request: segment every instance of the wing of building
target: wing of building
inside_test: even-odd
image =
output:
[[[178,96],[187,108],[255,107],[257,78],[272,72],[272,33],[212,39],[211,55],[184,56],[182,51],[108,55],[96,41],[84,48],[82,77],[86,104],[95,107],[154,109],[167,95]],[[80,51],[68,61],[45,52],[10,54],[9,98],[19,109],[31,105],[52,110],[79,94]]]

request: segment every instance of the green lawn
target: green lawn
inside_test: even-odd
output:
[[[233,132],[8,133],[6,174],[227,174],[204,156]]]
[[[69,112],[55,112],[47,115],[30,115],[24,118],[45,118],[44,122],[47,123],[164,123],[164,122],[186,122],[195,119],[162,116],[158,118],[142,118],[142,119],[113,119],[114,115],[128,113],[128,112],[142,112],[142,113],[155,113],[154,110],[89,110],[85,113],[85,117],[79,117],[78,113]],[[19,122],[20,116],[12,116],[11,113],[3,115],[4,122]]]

_ _ _ _

SET PROBLEM: Rewrite the entries above, substituting "grass area" for every occurrence of "green lawn" and leaving all other text unchanged.

CORRECT OUTPUT:
request: segment every instance of the wing of building
target: wing of building
inside_test: even-odd
image =
output:
[[[178,96],[187,108],[255,107],[257,78],[272,72],[272,33],[212,39],[211,55],[184,56],[182,51],[108,55],[96,41],[84,48],[82,77],[86,104],[95,107],[154,109],[167,95]],[[80,51],[68,61],[45,52],[10,54],[9,98],[19,109],[31,105],[52,110],[79,94]]]

request: segment every instance of the grass area
target: grass area
inside_test: even-odd
output:
[[[233,132],[8,133],[6,174],[227,174],[204,156]]]
[[[69,112],[55,112],[47,115],[30,115],[24,118],[45,118],[44,122],[47,123],[164,123],[164,122],[186,122],[195,119],[162,116],[158,118],[142,118],[142,119],[113,119],[114,115],[128,113],[128,112],[142,112],[142,113],[155,113],[154,110],[89,110],[85,113],[85,117],[79,117],[78,113]],[[19,122],[20,116],[12,116],[11,113],[3,115],[4,122]]]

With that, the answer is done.